** start of The data **
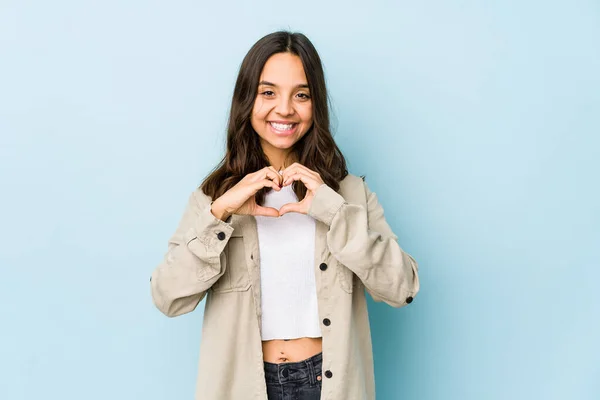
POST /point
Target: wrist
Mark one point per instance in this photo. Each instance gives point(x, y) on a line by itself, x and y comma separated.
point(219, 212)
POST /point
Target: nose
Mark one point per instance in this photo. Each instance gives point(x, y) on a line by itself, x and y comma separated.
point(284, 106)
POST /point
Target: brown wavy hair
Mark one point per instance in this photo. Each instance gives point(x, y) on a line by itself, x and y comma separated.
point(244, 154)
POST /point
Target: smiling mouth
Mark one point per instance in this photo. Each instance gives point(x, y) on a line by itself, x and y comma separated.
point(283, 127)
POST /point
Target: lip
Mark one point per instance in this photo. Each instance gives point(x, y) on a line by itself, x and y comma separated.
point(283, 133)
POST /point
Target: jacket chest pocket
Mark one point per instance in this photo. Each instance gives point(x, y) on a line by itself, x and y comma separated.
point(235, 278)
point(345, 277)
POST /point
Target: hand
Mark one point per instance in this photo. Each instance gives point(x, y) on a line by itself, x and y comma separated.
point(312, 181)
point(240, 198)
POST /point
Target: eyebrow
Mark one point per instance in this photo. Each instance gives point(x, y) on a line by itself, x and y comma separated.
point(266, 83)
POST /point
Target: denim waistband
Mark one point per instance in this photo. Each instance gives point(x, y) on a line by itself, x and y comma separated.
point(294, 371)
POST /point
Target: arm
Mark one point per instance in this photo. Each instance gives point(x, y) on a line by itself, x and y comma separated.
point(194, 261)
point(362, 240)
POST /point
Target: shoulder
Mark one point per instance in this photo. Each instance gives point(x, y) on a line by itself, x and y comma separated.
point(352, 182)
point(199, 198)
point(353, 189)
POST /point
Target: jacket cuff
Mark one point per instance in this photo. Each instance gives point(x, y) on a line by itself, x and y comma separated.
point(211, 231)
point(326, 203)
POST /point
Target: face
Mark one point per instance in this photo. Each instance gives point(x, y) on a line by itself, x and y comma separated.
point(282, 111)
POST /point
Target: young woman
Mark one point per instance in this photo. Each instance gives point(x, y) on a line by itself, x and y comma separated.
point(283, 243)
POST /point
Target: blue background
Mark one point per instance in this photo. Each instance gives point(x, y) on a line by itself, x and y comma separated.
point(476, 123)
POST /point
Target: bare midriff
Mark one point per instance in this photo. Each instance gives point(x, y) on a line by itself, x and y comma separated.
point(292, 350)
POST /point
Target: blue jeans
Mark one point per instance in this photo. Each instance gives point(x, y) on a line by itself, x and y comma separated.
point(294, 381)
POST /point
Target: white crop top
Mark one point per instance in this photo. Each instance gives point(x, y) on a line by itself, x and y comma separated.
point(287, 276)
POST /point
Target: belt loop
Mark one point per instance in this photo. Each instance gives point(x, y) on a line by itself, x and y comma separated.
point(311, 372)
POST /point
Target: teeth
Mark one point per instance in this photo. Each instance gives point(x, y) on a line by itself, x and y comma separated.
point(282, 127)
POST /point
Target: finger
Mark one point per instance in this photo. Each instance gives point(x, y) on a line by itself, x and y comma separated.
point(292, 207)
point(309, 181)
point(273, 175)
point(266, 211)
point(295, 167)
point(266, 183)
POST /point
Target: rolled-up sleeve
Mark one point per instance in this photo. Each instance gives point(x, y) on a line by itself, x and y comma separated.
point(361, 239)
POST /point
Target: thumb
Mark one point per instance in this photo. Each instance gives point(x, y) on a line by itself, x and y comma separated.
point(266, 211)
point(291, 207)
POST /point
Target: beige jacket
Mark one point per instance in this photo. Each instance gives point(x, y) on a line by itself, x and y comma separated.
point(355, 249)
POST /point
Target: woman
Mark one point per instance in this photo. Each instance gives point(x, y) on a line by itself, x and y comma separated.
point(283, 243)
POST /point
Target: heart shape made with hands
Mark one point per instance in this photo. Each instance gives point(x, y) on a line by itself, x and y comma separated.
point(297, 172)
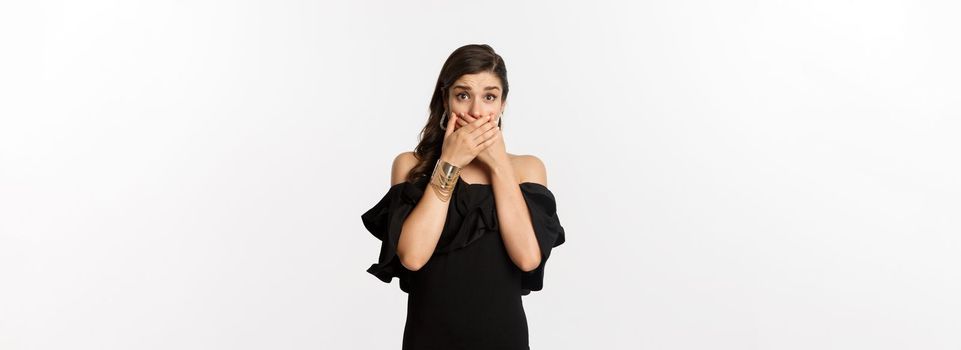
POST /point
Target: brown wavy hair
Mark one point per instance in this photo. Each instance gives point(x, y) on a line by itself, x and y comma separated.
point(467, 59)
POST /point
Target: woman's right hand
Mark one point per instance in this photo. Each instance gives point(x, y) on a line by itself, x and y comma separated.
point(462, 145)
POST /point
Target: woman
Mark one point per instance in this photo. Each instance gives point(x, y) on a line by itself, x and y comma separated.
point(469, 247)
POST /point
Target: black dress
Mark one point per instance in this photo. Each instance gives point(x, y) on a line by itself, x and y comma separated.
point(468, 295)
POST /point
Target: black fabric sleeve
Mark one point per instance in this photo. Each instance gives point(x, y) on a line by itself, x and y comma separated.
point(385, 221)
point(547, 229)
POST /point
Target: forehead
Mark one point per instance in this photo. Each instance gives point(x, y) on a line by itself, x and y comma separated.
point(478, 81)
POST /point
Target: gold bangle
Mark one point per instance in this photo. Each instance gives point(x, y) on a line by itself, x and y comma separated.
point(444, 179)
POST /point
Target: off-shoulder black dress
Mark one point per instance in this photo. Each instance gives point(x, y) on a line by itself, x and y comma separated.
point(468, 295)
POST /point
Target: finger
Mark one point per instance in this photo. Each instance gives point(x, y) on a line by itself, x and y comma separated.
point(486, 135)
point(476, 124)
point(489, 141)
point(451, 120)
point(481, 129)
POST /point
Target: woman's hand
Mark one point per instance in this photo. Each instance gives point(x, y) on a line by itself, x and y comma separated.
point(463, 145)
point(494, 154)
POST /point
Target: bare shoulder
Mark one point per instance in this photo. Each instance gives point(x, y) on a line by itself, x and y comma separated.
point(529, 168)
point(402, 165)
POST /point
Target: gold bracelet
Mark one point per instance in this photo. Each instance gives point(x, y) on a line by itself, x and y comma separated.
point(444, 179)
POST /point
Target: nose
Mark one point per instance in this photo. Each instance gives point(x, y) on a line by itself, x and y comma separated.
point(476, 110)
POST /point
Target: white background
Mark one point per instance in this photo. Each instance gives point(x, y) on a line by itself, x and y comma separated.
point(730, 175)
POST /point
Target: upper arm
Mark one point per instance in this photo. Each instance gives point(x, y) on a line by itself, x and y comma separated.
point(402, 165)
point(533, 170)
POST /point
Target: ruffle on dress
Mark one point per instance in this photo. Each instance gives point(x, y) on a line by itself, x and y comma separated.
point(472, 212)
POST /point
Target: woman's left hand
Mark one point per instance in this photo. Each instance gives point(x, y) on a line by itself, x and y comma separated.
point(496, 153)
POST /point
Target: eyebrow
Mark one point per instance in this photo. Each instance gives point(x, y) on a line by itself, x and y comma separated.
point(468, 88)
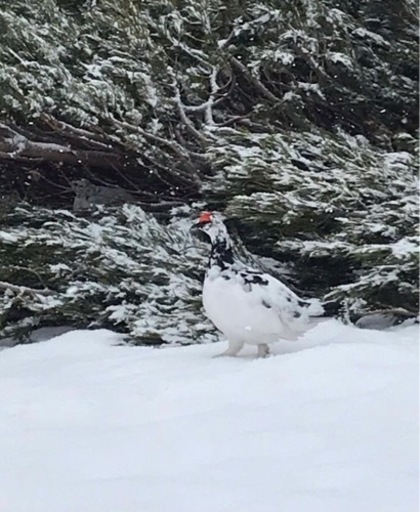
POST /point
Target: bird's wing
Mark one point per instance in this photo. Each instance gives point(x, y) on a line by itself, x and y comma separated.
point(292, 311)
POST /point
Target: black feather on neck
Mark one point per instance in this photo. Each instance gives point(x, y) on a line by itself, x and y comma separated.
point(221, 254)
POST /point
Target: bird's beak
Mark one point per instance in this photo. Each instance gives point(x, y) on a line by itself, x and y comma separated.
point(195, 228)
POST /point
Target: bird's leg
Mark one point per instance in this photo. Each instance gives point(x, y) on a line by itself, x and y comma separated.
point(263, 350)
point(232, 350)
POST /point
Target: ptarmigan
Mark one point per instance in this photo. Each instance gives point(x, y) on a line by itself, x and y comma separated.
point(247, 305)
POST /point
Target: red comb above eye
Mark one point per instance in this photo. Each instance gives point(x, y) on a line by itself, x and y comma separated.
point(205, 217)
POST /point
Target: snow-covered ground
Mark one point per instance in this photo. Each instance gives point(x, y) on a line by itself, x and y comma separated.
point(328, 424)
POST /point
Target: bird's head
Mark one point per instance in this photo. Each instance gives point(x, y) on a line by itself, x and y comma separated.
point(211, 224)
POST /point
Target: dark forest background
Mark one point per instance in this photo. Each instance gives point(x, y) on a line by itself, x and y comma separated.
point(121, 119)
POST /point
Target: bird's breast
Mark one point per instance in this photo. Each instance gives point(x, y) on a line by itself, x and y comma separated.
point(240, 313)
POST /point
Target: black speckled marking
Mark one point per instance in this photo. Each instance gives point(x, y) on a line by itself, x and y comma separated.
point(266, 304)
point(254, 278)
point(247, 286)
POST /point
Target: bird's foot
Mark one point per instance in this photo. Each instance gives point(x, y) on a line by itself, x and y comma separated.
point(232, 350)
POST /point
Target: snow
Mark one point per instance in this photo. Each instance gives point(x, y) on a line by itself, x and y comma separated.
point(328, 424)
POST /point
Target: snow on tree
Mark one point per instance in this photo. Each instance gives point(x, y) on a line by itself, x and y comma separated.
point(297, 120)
** end of The data **
Written problem →
Can you write out everything from the start of the items down to the line containing "point(219, 212)", that line included, with "wrist" switched to "elbow" and nothing else altered? Leave the pictures out.

Complete response →
POST /point
Target: elbow
Mark one point per instance in this photo. Each instance gives point(x, y) on a line by itself, x and y comma separated.
point(219, 212)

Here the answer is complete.